Problem details
Don't include any picture when you restate the data word for word.

=== Supplied data ===

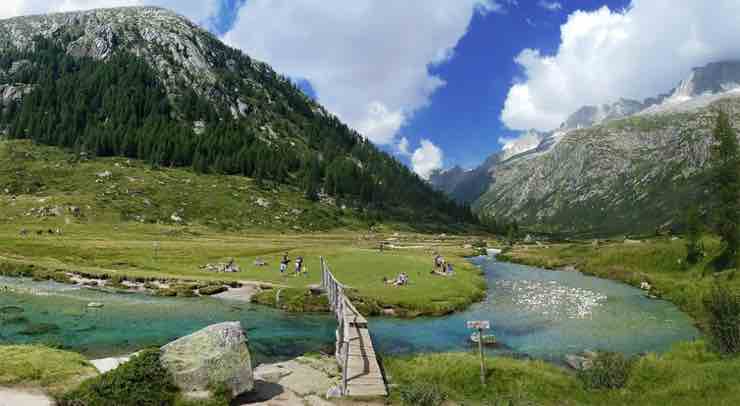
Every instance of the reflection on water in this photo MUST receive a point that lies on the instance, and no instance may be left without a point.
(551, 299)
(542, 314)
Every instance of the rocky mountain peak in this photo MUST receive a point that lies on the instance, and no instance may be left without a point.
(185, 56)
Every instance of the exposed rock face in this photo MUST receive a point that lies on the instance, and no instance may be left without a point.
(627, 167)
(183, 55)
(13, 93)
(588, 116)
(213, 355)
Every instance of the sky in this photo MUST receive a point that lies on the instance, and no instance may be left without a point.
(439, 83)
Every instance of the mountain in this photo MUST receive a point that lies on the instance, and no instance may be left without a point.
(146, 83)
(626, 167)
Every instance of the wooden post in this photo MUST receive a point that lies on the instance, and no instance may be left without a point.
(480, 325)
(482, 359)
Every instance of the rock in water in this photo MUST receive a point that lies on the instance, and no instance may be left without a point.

===

Answer below
Every instance of the reflection on water in this photo MUST receive a point that lies on the instance, and no instance may be left without a point.
(551, 299)
(542, 314)
Every instance of the rocky mountain peak in this photo MUST receive a point that lies on the instance, and no instance may be left without a point.
(185, 56)
Every instance of the exposed rock face in this photo MUST receive a point that lies on the instance, and no instance may be left without a point.
(627, 167)
(183, 55)
(13, 93)
(588, 116)
(213, 355)
Every instance of the sky in this photo MUST receive a point that lies on the instance, and no instance may be left without a point.
(439, 83)
Every instance of the mountain in this photo MUST receive a point that lies on the instance, and no instance may be left without a point.
(146, 83)
(626, 167)
Every instance of the wooden post in this photo MUST receive a point that lies on the instance, and no instance may be left without a point.
(480, 325)
(482, 359)
Every instance of the rock in water in this photo MUST receive a point that lies on the instance, and no instance may be left without a point.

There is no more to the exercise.